TASKS FOR THIS EXERCISE:
- A) Quote everything from "Prior to joining" down to "Institute of Technology." in the article about Okafor's NSF award.
- B) For each statement below, say whether the article about Okafor's NSF award supports it, answering yes or no and quoting the deciding words of the article.
(i) The CAREER award gives Okafor five years of funding.
(ii) Okafor joined the faculty at Penn State in 2019.
(iii) Okafor earned her bachelor's degree at the Georgia Institute of Technology.

C. Denise Okafor, assistant professor of biochemistry and molecular biology, has been honored with a Faculty Early Career Development (CAREER) award from the U.S. National Science Foundation (NSF). The CAREER award is NSF’s most prestigious award in support of early-career faculty members who have the potential to serve as academic role models in research and education and to lead advances in the mission of their department or organization.
The CAREER award will provide five years of funding to support Okafor’s research to understand a particular type of transcription factor—molecules that regulate when genes are turned on or “transcribed”—called nuclear hormone receptors. These transcription factors first bind to one of several molecules called ligands, which then allows a transcription factor to bind to a specific DNA sequence on the genome to initiate gene expression.
“One part of the receptor binds DNA, another part binds ligands. The relative positions of these sites can vary dramatically,” said Okafor. “We hope to understand how these individual locations, called DNA and ligand binding domains respectively, communicate with each other and otherwise allow such precise biological control of the transcription process. Improving our molecular understanding of these transcription factors may reveal key details that drive a variety of important physiological processes.”
Okafor will use a variety of techniques to advance this work, including molecular experiments and imaging, biophysical approaches, and computational modeling. Additionally, she will generate educational materials that will promote teaching and learning of protein dynamics for K-12 and undergraduate courses and provide research training for high school teachers and undergraduate and graduate students.
“The Department of Biochemistry and Molecular Biology is thrilled that Dr. Okafor is being recognized with the NSF CAREER award for her excellence and her potential as an early-career scientist and professor,” said Wendy Hanna-Rose, professor and head of biochemistry and molecular biology at Penn State. “The outcomes of her efforts will include cutting-edge training for our students using computational methods, new insights into protein function with wide-ranging implications in molecular biology, and innovative materials for use in K-12 classrooms. We are very fortunate to have her applying her creativity and energy here in our Penn State community.”
Okafor’s previous honors and awards include a Burroughs Wellcome Fund Career Award at the Scientific Interface for 2018 to 2023 and selection as a 2019 Keystone Symposia Fellow. She was awarded the Protein Society Hans Neurath Outstanding Promise Travel Award in 2018.
Prior to joining the faculty at Penn State in 2020, Okafor was a postdoctoral researcher at Emory University School of Medicine from 2015 to 2019, where she held a FIRST (Fellowship in Research and Science Teaching) postdoctoral fellowship from 2015 to 2018. Okafor earned a bachelor’s degree in biomedical chemistry at Oral Roberts University in 2007, and a master’s degree in chemistry in 2010 and a doctoral degree in biochemistry in 2015 at the Georgia Institute of Technology.

DATA SHOWN:

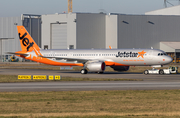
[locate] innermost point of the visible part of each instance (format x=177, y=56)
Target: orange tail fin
x=26, y=41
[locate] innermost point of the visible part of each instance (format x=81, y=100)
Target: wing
x=68, y=59
x=23, y=54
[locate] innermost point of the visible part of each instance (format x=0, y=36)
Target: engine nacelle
x=96, y=66
x=120, y=68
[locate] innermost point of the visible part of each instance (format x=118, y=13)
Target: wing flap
x=68, y=59
x=23, y=54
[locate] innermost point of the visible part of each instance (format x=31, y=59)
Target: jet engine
x=120, y=68
x=96, y=66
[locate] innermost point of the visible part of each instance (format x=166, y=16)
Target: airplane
x=95, y=60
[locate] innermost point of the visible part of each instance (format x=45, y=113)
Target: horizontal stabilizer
x=23, y=54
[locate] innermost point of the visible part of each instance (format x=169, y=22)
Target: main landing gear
x=84, y=71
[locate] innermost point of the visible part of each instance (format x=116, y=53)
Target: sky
x=12, y=8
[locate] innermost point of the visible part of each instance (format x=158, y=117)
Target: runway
x=150, y=82
x=88, y=86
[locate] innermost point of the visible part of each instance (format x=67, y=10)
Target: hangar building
x=90, y=30
x=9, y=39
x=96, y=30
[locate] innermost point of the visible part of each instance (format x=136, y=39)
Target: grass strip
x=14, y=78
x=68, y=104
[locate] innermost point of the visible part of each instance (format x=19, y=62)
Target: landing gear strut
x=84, y=71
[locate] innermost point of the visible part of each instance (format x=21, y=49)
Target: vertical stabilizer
x=26, y=41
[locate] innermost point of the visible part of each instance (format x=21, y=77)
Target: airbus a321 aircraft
x=95, y=60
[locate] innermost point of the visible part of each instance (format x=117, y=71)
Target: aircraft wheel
x=161, y=72
x=83, y=71
x=100, y=72
x=146, y=72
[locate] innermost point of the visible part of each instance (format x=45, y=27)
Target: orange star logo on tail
x=141, y=54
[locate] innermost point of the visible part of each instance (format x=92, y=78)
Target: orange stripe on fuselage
x=110, y=63
x=51, y=62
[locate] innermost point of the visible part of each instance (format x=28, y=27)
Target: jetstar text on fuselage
x=130, y=54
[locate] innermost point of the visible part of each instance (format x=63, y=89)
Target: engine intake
x=96, y=66
x=120, y=68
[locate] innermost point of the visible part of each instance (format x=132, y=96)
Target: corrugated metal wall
x=146, y=31
x=90, y=31
x=58, y=36
x=8, y=34
x=33, y=26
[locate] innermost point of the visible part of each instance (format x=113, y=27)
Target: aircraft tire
x=100, y=72
x=84, y=71
x=146, y=72
x=161, y=72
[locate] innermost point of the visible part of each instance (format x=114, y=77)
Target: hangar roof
x=175, y=10
x=170, y=46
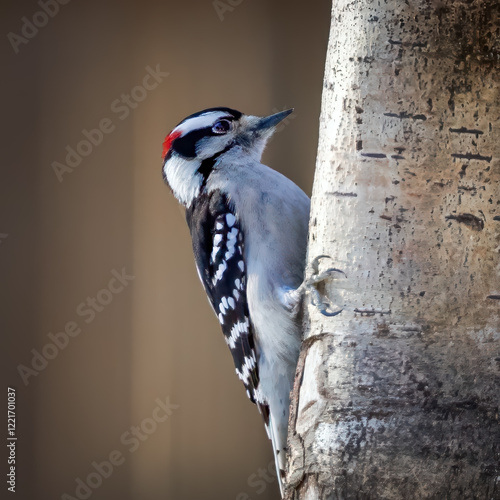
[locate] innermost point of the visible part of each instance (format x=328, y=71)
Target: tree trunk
x=397, y=397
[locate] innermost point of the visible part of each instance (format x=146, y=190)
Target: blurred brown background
x=61, y=241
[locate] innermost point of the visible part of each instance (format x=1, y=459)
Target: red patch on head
x=167, y=143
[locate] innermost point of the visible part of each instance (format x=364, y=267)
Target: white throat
x=183, y=178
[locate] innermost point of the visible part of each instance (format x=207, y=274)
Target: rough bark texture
x=398, y=396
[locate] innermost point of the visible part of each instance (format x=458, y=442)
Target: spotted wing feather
x=218, y=243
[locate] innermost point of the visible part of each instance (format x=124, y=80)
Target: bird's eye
x=221, y=127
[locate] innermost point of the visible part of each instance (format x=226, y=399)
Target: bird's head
x=194, y=148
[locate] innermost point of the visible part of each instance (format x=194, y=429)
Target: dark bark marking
x=338, y=193
x=405, y=115
x=374, y=155
x=371, y=312
x=470, y=220
x=464, y=130
x=471, y=156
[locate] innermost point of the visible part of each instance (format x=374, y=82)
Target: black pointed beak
x=268, y=122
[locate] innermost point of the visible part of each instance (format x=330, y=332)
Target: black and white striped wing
x=218, y=243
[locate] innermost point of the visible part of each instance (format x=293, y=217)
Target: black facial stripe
x=233, y=113
x=186, y=145
x=207, y=165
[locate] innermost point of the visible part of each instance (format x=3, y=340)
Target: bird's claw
x=316, y=277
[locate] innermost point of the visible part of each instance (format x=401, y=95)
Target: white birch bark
x=398, y=396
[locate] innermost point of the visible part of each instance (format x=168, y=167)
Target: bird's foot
x=293, y=298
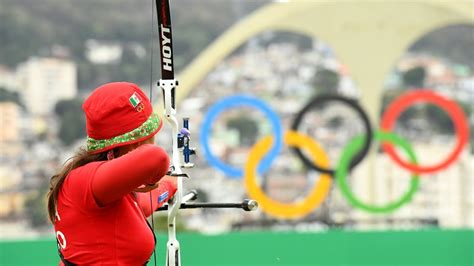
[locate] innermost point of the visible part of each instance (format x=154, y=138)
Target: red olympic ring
x=450, y=107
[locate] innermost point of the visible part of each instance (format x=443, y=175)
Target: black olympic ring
x=318, y=101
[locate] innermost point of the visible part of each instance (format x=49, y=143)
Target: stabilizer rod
x=246, y=205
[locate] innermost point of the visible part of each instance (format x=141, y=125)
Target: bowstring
x=151, y=101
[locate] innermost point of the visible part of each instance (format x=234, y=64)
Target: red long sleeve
x=159, y=196
x=118, y=177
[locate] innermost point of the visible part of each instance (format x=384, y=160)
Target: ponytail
x=82, y=157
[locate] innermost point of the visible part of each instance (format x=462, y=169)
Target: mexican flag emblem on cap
x=135, y=100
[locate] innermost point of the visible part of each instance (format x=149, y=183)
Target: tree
x=326, y=81
x=414, y=77
x=247, y=128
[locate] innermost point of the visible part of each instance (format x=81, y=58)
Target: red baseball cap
x=118, y=114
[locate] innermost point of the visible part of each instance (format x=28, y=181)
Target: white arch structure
x=367, y=36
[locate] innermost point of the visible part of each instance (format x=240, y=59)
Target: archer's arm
x=118, y=177
x=165, y=190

SOLUTIONS BY TASK:
- A)
Prior to joining the faculty at Penn State in 2020, Okafor was a postdoctoral researcher at Emory University School of Medicine from 2015 to 2019, where she held a FIRST (Fellowship in Research and Science Teaching) postdoctoral fellowship from 2015 to 2018. Okafor earned a bachelor’s degree in biomedical chemistry at Oral Roberts University in 2007, and a master’s degree in chemistry in 2010 and a doctoral degree in biochemistry in 2015 at the Georgia Institute of Technology.

- B)
(i) Yes: "The CAREER award will provide five years of funding to support Okafor’s research"
(ii) No: "Prior to joining the faculty at Penn State in 2020"
(iii) No: "Okafor earned a bachelor’s degree in biomedical chemistry at Oral Roberts University in 2007"